# DESCRIPTION OF THE TASK
Lay out as a numbered list every line of the entries below, from the line containing "window pane, the" down through the final line of the entries, both included, omitting blank lines. Leave the pictures out of the answer.

(Dataset rows)

** BEGIN **

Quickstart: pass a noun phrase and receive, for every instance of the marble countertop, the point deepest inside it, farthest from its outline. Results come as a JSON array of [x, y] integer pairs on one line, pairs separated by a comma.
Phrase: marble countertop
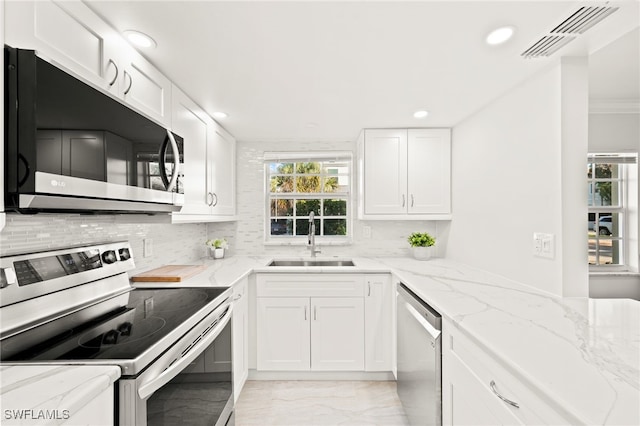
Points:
[[580, 355], [49, 394]]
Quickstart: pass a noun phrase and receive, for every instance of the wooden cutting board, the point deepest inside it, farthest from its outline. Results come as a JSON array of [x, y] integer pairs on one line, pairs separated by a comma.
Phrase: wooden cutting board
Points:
[[169, 273]]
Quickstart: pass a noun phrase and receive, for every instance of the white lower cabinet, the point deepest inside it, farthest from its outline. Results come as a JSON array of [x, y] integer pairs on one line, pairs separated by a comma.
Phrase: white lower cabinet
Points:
[[317, 322], [473, 383], [240, 339]]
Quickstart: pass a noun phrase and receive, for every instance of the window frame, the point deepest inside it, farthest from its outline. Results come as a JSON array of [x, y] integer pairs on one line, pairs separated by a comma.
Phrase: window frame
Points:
[[298, 157], [621, 208]]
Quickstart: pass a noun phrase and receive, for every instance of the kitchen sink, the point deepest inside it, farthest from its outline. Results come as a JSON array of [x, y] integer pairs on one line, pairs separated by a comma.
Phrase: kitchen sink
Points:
[[311, 262]]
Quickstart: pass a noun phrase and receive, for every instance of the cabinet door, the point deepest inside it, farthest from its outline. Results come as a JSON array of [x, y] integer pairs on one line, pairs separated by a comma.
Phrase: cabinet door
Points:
[[337, 334], [385, 171], [144, 87], [378, 323], [240, 337], [68, 34], [222, 172], [283, 333], [190, 123], [429, 171]]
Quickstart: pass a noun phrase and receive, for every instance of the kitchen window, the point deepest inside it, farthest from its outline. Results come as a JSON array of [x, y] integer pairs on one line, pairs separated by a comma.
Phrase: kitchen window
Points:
[[612, 200], [300, 183]]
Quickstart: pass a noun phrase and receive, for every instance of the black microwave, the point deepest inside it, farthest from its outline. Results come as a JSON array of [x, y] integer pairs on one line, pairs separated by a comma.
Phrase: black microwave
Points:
[[72, 148]]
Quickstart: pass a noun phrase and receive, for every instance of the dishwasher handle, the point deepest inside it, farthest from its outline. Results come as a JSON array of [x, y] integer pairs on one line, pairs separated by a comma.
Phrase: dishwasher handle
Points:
[[433, 332]]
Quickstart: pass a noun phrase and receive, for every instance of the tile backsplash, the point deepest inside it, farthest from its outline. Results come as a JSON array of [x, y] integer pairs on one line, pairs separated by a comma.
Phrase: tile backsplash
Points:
[[171, 244]]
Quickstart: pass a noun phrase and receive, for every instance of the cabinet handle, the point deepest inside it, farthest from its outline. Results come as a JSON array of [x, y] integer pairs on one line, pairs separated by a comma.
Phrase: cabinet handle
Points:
[[508, 401], [112, 82], [130, 82]]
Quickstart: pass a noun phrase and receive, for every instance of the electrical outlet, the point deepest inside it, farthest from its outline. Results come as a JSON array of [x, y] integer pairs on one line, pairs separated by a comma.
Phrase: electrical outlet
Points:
[[147, 247]]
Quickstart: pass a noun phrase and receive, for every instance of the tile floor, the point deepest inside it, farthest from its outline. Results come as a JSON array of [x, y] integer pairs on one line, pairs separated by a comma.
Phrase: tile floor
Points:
[[306, 403]]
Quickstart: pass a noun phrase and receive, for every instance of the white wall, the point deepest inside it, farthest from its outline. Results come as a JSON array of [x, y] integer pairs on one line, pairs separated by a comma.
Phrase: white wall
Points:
[[388, 238], [507, 184]]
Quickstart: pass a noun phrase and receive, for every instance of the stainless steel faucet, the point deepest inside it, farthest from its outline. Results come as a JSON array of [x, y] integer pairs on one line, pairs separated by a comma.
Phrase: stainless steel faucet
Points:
[[312, 236]]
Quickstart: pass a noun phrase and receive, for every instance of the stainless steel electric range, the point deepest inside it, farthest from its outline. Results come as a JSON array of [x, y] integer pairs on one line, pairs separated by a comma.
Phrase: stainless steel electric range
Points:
[[76, 306]]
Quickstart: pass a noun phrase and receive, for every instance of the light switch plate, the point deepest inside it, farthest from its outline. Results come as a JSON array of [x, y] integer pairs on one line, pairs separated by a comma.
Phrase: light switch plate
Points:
[[544, 245]]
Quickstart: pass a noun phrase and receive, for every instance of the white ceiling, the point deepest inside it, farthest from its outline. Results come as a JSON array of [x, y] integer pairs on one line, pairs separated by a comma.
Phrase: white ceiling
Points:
[[317, 70]]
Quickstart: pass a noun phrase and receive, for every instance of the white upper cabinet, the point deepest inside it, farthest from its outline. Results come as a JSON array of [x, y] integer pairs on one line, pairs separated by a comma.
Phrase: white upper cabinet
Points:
[[72, 36], [405, 174], [222, 173], [209, 164], [190, 122]]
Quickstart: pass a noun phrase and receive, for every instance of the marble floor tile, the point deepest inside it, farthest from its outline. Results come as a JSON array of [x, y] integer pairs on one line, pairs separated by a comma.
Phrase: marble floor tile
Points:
[[307, 403]]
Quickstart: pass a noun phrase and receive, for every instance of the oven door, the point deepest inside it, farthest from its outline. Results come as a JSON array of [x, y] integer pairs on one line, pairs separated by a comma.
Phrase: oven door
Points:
[[191, 383]]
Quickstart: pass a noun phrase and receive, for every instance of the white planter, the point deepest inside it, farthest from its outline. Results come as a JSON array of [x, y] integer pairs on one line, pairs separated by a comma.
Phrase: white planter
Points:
[[216, 253], [422, 253]]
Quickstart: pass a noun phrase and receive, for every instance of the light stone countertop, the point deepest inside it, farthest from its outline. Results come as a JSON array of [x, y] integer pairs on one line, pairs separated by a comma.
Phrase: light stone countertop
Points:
[[50, 394], [580, 355]]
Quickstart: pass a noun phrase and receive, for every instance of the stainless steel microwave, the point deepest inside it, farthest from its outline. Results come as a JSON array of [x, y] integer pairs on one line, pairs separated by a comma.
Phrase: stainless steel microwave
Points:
[[70, 147]]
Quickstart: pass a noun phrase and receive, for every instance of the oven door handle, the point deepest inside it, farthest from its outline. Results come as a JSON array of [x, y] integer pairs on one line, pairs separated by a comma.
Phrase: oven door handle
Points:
[[148, 387]]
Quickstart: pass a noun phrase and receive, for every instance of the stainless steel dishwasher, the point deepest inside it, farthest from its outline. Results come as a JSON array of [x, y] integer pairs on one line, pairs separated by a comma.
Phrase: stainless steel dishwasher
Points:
[[419, 359]]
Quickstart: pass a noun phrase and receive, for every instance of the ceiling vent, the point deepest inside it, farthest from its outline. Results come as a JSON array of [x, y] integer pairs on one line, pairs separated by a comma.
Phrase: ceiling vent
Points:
[[576, 24]]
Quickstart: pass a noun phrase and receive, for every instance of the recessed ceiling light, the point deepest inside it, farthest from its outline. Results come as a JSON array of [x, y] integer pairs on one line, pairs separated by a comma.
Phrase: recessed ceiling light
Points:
[[500, 35], [140, 39]]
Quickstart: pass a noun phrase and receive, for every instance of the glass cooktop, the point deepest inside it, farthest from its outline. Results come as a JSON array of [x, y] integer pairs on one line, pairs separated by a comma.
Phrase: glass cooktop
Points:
[[119, 328]]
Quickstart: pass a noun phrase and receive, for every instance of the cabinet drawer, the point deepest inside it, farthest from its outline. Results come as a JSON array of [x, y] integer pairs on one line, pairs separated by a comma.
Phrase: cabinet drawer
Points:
[[532, 408], [310, 285]]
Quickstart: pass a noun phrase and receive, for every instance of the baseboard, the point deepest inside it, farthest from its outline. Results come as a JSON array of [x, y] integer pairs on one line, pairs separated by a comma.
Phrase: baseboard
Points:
[[321, 375]]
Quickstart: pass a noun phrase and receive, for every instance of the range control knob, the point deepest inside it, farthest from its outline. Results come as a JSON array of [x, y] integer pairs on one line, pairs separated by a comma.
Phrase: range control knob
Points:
[[109, 257], [124, 254]]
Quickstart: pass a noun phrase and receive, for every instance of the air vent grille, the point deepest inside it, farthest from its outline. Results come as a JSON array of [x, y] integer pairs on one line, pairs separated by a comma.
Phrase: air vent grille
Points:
[[546, 46], [583, 19], [576, 24]]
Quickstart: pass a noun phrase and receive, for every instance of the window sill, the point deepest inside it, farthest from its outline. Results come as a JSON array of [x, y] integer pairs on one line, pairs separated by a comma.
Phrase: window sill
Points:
[[614, 274], [300, 243]]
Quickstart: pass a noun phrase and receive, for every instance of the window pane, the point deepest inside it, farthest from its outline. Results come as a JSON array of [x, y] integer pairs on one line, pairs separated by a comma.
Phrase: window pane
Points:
[[281, 226], [609, 225], [609, 252], [335, 207], [307, 184], [281, 168], [308, 168], [604, 194], [608, 171], [335, 227], [281, 184], [302, 226], [305, 207], [281, 207]]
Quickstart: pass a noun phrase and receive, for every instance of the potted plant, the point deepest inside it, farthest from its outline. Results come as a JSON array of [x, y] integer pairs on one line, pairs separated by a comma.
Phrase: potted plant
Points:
[[421, 244], [217, 247]]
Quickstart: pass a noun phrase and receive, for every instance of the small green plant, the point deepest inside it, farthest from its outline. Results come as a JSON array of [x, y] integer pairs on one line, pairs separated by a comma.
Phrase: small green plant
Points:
[[421, 239], [218, 243]]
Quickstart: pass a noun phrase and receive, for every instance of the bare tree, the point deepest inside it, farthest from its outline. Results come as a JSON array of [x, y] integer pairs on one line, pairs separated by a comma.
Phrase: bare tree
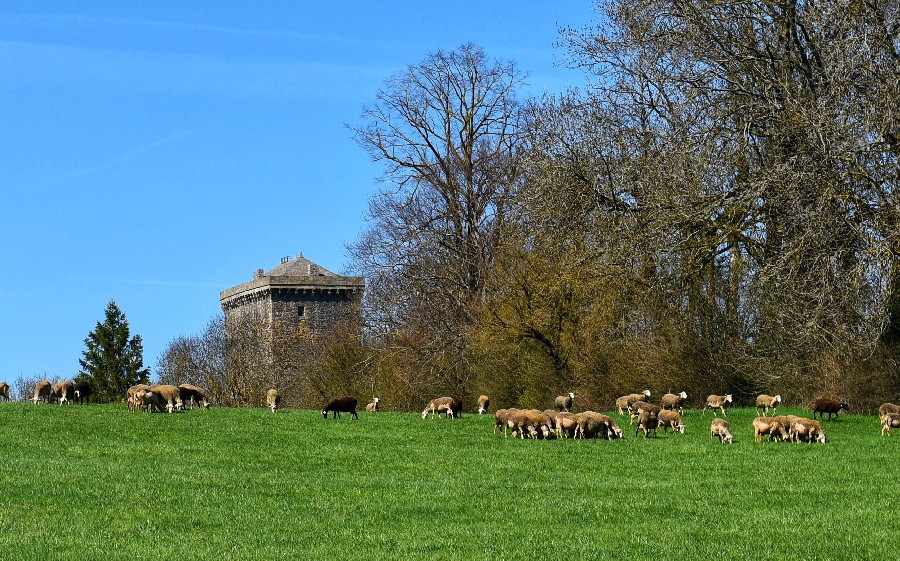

** END **

# EXERCISE ANSWER
1. Quickstart: pass a noun phrase and receive, for every instance of the window pane, the point deepest inside it, farthest from its outline. Results come as a JSON array of [x, y] integer pairs on one line, pairs separated by a comma.
2. Phrase: window pane
3. Points:
4. [[281, 226], [609, 225], [609, 252], [335, 207], [307, 184], [281, 168], [308, 168], [604, 194], [608, 171], [335, 227], [281, 184], [302, 226], [305, 207], [281, 207]]
5. Quickstart: pass a noun phrase and receive, for every instance of the potted plant, the point deepest inside it, farthest from its outline. Results come as a JSON array of [x, y] integer pairs on one line, pairs separated by a comma.
6. Phrase: potted plant
7. Points:
8. [[421, 244], [217, 247]]
9. Quickstart: pass a noun phrase and receive, for every instance of the small green plant, the point deepest inside it, farthest from its outline. Results come as a JSON array of [x, y] integer pairs on one line, pairs separated by a comma.
10. Phrase: small green plant
11. Points:
12. [[421, 239], [218, 243]]
13. Quickstart: pass a noun phrase and receive, for every instance of the bare tree, the point deepest inside it, farthest from its outline. Results come as a JSON array of [x, y] integer pairs on one line, pairs separated by a comma.
14. Phrase: bare tree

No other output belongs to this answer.